-- EXCERPT follows --
First, I want to discuss "The Inn".
The King of Kings was born into this world and delivered in a stable because there was "no room in the inn". We have heard this story over and over in our lives, and can probably quote it by memory, but there is something more that I want to show you about the inn. The inn is mentioned so very briefly, only one sentence fragment about it in the Bible, and yet it is a striking example of ourselves.
An inn, even in those days, would have been a bustling place. There were probably servants and cooks, guests coming in and out, beds to clean and make, floors to be swept. The inn would have been busy all of the time, with some sort of activity filling hours of the day and night. And yet, there was no place and no time for the very Lord of all creation to come into that space. The inn was too full.
I've heard it said many times that people in third world countries have a faith that is so strong that miracles happen every hour in their churches, and it is so natural for those miracles to occur that they are not at all surprised. The people just believe it and expect it, and God provides. And then you see the American church, washed out and watered down, hopping around in hopes of a tiny miracle, not ever having the faith to see people raised from the dead, or cancer healed by prayer. The pastor in my old church once said that he had a conversation with an African man who said he pitied Americans for their lack of faith; he said that Americans fill their lives with so much STUFF that they have no time for God. The poor people in Africa have nothing BUT God, and so therefore they have everything that they need.
There was no room in the inn because the inn was so filled with other things that there was no room for Jesus. So many of us are just like the inn, filling our lives with material desires and busy schedules, so much that we have no room or time left for Jesus. I'm guilty of it myself. Some days end with me so exhausted that the last thing I want to do is spend time reading my Bible. It is something we should all work on. Jesus died for us, the least we can do is make fifteen minutes a day to spend time in prayer or reading the Word.
Now let's discuss the stable.
You know, the thing about stables is they are full of... er.... poo. That's right, poo. So there is Jesus, the most perfect, wonderful, holy, clean and sanctified being to ever place a toe on this earth, lying in a feeding trough for animals, and surrounded by poo. How humbling a picture this is to imagine, our savior coming to earth in this way and didn't mind all of the mess around Him, but instead accepted His fate in this way.
-- EXCERPT concluded --
→ THE TASK:
From the reflection on the inn and the stable, reproduce the passage starting at "The King of" and ending at "was too full.", word for word.
-- GIVEN ENTRIES follows --
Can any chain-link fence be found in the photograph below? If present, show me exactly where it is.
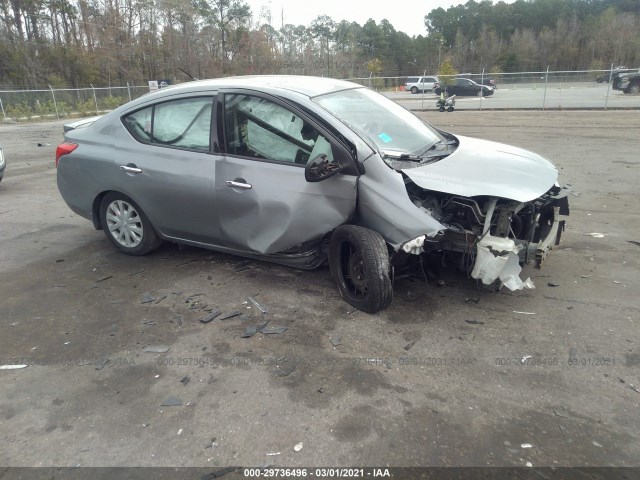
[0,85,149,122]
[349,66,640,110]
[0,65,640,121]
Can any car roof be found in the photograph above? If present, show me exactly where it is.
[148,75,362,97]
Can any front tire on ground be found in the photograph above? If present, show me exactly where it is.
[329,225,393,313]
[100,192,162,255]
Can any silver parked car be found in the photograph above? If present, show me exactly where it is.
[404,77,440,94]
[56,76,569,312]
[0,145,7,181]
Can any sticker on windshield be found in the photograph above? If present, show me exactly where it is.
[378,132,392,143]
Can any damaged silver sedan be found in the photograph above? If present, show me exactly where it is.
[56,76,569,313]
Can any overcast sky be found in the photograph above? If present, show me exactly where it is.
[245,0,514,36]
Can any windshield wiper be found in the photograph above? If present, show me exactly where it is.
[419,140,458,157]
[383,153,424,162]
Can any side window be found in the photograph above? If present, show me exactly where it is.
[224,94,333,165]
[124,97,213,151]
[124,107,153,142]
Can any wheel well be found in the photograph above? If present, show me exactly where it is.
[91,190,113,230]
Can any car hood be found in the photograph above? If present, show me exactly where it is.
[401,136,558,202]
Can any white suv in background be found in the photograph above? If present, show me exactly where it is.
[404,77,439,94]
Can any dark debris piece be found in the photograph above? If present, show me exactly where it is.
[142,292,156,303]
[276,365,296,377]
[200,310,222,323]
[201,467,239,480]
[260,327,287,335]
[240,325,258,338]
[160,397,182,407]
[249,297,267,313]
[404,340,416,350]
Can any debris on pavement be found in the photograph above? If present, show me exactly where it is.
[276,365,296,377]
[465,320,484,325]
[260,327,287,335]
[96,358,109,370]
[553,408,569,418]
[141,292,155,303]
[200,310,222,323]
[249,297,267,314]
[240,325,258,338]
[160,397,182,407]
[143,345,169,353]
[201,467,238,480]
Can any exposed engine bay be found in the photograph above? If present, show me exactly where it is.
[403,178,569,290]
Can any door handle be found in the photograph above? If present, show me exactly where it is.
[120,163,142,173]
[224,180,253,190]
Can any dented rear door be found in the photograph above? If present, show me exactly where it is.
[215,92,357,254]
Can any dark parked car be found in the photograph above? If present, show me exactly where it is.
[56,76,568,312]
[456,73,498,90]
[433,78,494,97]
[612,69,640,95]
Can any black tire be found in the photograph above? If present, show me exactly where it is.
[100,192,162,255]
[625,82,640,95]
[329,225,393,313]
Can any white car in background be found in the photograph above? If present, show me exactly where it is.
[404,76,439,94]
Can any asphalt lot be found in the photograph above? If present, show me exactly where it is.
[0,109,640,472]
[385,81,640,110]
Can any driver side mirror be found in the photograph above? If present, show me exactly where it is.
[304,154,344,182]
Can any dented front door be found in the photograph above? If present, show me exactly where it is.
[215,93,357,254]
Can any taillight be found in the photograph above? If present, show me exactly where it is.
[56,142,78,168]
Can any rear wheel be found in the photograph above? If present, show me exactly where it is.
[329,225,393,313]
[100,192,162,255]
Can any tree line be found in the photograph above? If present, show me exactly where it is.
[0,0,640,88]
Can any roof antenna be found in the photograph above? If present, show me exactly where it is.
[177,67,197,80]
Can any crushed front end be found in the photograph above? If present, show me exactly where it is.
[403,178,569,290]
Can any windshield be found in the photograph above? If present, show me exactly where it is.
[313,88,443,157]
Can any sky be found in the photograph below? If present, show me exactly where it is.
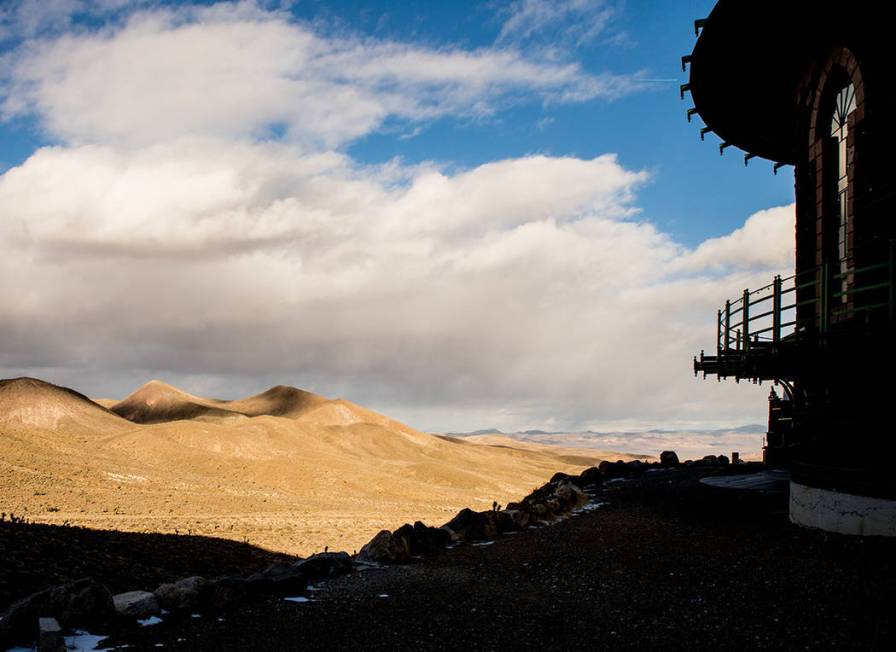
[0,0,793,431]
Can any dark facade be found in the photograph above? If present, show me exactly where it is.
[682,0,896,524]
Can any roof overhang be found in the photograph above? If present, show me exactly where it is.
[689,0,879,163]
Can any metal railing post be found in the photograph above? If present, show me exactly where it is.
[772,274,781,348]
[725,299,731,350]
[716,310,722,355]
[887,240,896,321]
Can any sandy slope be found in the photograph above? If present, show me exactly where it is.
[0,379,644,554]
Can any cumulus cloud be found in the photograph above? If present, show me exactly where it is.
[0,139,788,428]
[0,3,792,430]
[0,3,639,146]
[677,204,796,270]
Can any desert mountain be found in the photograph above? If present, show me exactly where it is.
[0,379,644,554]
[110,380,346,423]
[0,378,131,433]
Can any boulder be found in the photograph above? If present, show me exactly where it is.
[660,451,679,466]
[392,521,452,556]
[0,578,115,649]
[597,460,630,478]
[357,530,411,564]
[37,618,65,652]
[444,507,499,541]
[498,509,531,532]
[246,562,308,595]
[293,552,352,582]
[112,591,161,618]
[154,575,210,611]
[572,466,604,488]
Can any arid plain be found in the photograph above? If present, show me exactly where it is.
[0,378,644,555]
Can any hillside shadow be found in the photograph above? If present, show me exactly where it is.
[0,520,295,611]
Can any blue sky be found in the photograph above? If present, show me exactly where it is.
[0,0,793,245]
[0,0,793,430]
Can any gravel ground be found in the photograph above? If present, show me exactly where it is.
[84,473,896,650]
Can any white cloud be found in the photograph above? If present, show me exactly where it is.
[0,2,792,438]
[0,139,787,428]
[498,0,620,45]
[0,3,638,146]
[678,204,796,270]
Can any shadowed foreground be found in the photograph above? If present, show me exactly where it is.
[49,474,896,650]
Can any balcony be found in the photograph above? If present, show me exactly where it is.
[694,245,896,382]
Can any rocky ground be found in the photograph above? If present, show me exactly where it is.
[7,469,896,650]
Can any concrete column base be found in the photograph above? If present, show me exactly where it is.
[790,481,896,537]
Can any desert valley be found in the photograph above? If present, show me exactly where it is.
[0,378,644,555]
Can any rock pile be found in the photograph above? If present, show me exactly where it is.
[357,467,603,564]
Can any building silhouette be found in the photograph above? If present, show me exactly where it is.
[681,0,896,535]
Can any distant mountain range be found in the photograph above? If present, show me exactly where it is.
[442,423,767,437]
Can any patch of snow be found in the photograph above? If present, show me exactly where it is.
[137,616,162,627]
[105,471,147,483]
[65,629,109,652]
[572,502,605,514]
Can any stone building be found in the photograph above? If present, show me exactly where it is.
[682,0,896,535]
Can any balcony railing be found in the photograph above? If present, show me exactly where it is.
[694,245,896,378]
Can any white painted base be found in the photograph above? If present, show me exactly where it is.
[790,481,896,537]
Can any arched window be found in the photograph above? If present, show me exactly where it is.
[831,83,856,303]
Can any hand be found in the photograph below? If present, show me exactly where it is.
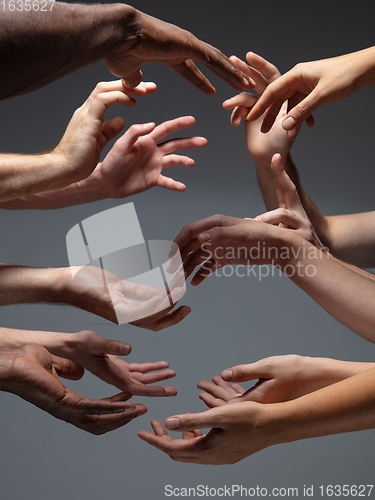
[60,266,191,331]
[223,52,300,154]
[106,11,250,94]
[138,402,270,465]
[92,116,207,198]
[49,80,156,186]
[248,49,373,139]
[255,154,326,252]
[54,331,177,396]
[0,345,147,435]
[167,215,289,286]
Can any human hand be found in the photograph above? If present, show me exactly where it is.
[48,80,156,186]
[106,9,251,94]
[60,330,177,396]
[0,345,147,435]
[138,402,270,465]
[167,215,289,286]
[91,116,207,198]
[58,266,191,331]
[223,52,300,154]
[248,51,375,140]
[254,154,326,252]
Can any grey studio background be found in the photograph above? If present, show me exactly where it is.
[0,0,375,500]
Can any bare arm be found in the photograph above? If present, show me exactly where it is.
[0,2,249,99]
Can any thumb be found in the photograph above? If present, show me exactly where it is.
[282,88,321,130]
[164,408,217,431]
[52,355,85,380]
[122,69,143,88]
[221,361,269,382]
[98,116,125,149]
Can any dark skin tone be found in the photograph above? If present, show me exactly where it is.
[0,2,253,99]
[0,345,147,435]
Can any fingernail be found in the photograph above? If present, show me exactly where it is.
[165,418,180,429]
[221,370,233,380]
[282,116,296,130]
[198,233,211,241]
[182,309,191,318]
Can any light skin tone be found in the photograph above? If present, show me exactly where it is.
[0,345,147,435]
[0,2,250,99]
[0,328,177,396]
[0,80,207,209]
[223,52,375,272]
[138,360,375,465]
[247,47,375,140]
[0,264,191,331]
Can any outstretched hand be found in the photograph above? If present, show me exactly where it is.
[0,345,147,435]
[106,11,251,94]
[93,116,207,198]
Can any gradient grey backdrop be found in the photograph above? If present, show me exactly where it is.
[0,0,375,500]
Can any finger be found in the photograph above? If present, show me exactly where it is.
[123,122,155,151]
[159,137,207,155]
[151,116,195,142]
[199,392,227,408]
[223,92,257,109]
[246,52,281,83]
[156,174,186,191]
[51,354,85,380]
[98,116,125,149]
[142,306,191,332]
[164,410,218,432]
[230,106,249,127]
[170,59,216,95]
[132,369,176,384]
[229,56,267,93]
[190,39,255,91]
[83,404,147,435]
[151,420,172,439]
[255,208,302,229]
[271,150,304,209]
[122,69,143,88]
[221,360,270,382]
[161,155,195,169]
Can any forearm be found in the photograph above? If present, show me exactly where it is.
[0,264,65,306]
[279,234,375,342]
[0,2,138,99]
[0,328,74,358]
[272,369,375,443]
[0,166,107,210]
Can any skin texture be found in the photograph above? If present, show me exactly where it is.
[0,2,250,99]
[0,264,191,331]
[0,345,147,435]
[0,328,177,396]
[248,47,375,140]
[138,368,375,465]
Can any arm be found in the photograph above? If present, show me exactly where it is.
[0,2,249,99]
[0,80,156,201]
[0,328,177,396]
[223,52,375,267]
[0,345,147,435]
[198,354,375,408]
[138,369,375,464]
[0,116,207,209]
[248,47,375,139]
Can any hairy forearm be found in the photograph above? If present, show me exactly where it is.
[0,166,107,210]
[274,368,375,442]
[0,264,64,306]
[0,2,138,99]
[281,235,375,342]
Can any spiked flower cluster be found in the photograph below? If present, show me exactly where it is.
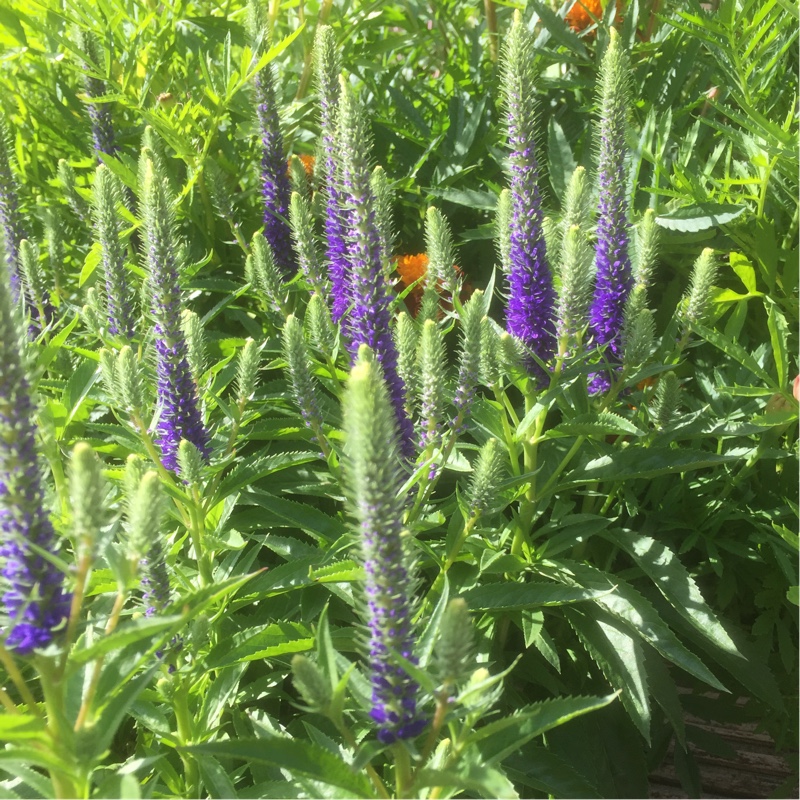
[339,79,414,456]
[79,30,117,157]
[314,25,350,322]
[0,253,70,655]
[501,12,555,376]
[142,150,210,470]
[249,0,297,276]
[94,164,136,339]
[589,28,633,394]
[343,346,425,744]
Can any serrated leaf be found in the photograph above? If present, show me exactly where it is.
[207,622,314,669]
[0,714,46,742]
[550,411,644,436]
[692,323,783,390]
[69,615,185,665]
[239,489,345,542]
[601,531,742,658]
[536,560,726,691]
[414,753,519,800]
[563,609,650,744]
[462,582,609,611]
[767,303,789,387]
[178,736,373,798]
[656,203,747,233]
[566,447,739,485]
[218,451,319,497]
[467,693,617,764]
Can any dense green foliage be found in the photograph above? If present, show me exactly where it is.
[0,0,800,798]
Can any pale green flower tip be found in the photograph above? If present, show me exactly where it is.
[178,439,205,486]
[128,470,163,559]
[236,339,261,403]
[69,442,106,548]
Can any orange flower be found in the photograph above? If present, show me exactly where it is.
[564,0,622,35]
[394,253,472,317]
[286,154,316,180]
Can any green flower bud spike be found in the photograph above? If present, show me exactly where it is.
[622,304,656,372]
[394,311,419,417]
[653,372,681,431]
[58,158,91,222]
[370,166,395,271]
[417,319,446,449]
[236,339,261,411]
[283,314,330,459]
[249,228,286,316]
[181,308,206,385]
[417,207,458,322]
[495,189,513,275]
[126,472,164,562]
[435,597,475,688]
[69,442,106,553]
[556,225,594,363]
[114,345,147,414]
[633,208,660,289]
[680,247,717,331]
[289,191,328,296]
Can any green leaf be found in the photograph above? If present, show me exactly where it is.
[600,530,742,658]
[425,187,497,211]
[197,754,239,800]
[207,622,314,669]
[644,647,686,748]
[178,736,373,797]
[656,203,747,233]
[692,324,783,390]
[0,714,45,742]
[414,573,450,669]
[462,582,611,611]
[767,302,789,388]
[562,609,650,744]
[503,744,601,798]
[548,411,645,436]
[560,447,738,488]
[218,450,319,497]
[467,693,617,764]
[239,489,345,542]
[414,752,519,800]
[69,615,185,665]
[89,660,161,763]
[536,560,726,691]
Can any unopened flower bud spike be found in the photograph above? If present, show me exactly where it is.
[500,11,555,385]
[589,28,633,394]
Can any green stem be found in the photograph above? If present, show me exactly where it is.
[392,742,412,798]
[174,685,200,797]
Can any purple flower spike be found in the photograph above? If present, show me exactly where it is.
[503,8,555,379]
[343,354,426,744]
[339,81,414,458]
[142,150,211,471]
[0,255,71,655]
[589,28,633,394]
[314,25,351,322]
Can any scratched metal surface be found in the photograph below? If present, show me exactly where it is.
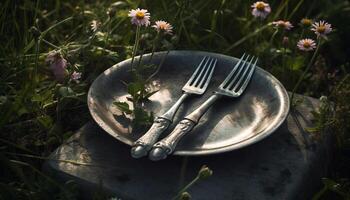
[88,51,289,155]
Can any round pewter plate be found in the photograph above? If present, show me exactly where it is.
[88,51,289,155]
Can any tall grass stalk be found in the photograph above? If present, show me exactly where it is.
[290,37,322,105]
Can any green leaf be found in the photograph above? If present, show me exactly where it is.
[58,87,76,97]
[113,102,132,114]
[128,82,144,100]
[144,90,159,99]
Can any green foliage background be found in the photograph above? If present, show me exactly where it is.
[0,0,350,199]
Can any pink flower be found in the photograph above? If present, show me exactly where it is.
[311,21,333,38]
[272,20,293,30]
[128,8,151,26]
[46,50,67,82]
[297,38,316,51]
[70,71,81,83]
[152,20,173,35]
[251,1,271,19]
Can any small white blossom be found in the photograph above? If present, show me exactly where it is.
-- GIVEN ENTRIES concluded --
→ SOLUTION TO THE PROBLEM:
The King of Kings was born into this world and delivered in a stable because there was "no room in the inn". We have heard this story over and over in our lives, and can probably quote it by memory, but there is something more that I want to show you about the inn. The inn is mentioned so very briefly, only one sentence fragment about it in the Bible, and yet it is a striking example of ourselves.
An inn, even in those days, would have been a bustling place. There were probably servants and cooks, guests coming in and out, beds to clean and make, floors to be swept. The inn would have been busy all of the time, with some sort of activity filling hours of the day and night. And yet, there was no place and no time for the very Lord of all creation to come into that space. The inn was too full.